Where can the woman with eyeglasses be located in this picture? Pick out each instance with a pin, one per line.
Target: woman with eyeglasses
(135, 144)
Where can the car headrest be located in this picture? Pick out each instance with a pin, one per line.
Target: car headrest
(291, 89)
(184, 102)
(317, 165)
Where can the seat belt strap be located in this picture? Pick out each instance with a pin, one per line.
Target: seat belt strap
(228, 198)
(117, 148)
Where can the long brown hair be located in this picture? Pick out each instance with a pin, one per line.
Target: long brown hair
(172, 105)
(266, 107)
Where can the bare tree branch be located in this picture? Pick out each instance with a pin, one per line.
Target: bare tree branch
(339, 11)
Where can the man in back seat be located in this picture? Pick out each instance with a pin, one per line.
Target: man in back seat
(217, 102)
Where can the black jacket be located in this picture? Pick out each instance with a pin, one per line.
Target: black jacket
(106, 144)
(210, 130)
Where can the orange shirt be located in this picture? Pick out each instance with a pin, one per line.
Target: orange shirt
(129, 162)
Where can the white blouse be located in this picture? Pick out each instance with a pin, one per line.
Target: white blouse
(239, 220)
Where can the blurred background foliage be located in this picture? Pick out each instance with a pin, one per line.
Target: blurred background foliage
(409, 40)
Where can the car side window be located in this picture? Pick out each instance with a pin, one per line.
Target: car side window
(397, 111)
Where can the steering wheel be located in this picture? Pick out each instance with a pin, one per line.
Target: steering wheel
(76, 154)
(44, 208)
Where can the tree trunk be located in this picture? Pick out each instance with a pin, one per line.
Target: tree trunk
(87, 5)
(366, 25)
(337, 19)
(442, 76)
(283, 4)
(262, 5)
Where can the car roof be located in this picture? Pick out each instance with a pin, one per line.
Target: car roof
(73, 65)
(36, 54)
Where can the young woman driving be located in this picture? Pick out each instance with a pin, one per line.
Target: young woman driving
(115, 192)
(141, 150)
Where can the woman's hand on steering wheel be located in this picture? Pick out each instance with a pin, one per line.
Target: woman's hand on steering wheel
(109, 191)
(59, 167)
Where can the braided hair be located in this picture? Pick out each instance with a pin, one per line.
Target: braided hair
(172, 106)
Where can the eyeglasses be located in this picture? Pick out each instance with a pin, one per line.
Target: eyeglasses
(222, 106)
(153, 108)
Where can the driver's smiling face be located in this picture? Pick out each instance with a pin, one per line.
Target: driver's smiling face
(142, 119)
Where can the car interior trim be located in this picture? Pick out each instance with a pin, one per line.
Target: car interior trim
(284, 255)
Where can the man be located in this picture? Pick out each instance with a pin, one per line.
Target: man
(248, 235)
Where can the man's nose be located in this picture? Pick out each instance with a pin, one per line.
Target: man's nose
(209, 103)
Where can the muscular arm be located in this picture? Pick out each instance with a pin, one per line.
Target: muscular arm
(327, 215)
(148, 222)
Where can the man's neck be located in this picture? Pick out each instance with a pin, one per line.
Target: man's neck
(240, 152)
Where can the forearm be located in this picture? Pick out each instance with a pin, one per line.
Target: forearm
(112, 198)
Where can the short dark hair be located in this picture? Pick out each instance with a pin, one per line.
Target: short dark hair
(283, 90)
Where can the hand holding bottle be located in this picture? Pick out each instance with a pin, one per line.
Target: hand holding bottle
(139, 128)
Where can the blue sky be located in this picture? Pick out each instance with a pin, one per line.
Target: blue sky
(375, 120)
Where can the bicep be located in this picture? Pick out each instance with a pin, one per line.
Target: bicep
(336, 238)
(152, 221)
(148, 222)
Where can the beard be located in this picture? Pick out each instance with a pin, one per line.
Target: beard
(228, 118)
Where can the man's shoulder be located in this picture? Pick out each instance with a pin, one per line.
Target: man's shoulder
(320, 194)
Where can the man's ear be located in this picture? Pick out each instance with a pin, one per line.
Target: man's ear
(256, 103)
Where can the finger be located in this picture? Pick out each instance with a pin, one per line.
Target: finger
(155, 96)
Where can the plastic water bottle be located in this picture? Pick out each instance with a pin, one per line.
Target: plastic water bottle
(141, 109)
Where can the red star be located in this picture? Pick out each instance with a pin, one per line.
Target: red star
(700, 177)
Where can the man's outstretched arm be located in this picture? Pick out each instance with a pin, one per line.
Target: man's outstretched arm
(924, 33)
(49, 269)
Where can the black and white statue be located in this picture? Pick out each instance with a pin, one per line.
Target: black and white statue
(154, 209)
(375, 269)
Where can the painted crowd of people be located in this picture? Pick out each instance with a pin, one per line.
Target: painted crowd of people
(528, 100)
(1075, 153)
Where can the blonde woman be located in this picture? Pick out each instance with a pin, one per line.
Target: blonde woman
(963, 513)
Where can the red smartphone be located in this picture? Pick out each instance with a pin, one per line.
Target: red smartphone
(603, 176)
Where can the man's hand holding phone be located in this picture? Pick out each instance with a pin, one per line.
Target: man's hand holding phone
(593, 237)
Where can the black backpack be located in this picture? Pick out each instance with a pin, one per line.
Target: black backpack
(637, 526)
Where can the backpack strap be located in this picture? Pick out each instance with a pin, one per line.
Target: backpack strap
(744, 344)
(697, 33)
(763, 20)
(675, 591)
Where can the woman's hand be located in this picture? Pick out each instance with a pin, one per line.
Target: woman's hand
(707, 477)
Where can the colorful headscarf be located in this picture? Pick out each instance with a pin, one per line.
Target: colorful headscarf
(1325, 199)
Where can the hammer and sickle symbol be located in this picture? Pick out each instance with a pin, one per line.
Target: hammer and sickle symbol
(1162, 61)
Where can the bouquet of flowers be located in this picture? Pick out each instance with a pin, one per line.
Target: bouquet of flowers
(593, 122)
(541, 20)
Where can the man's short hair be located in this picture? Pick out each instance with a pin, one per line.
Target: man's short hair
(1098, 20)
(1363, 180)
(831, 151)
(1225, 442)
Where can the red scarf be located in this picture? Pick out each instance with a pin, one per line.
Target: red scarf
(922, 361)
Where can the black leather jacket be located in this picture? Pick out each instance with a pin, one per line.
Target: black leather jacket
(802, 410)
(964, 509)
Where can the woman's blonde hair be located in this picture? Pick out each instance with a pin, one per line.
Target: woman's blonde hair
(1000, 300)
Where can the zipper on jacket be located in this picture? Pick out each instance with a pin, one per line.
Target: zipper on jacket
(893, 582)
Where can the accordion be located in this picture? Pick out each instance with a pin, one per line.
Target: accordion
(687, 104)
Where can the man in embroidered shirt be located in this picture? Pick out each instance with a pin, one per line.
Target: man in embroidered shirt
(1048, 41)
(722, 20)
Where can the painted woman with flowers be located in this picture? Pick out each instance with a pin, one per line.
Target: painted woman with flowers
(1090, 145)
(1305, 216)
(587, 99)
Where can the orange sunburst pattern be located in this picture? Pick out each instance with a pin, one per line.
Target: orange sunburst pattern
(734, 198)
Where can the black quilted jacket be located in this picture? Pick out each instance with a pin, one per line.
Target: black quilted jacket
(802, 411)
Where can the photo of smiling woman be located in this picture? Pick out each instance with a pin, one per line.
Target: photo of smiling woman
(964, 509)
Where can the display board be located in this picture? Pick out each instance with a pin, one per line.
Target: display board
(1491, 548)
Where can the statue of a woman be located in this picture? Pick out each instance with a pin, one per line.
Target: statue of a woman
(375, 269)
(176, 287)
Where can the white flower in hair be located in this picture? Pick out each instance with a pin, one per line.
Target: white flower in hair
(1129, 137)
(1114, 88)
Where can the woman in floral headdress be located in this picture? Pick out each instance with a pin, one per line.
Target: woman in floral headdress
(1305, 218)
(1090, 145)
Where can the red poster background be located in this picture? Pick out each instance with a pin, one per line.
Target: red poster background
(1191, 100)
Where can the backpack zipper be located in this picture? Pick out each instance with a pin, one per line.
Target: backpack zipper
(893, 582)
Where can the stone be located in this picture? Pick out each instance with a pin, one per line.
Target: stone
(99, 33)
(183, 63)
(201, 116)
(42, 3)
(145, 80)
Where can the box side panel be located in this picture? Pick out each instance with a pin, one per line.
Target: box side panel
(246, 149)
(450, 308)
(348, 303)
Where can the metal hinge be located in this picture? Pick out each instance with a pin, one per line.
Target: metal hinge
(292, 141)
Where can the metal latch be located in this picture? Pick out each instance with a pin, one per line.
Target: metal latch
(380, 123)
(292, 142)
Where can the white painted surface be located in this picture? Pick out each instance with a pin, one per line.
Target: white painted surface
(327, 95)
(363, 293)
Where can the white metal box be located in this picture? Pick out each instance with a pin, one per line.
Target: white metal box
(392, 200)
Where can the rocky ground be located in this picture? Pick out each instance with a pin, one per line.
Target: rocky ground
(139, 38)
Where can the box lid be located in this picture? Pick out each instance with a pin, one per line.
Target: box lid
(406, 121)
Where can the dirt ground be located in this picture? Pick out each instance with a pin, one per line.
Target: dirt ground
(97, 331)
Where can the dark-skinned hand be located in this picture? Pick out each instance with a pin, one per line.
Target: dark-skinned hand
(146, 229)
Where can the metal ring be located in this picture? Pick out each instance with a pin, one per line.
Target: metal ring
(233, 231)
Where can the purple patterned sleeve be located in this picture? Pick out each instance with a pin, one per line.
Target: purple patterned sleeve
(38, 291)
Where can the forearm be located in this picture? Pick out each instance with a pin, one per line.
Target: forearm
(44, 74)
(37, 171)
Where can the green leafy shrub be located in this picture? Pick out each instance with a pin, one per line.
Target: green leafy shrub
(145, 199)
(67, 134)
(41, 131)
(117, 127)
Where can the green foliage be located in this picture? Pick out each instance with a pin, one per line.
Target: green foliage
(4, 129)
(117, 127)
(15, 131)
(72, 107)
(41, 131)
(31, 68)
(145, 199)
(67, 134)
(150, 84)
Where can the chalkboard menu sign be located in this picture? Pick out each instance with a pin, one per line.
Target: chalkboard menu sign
•••
▸ **DO THIS**
Exactly reproduce the lines beginning with the one that contains "Where can the dirt" and ending with the last line of the material, both included. Leave out everything else.

▸ **RESULT FOR THIS EXERCISE**
Where can the dirt ground be located in this picture? Pick out each instance with a pin, one per line.
Target: dirt ground
(97, 331)
Where can the dark-skinned hand be located in this picture? Pick out each instance with a pin, one per line.
Target: dark-skinned hand
(146, 229)
Where can the metal ring be located in this picture? Pick out each instance with a pin, one per line.
Target: metal ring
(233, 231)
Where can the purple patterned sleeve be located in this picture? Pick out each instance with a pin, one per line.
Target: purple patterned sleeve
(38, 291)
Where can the forearm be located in this picture? Pick out each instance with a pin, one per line.
Target: forearm
(44, 74)
(37, 171)
Where can the green leafy shrub be located in this picture? Pick out each instance with a pin, one per line.
Target: green leafy shrub
(145, 199)
(67, 134)
(41, 131)
(117, 127)
Where can the green foliage be located in this picture? Pick out each instance with a pin, one per line.
Target: green foliage
(4, 129)
(117, 127)
(15, 131)
(72, 107)
(41, 131)
(31, 68)
(145, 199)
(67, 134)
(150, 84)
Where can the chalkboard menu sign be located in this picture? Pick out each instance with a pin, one per line.
Target: chalkboard menu sign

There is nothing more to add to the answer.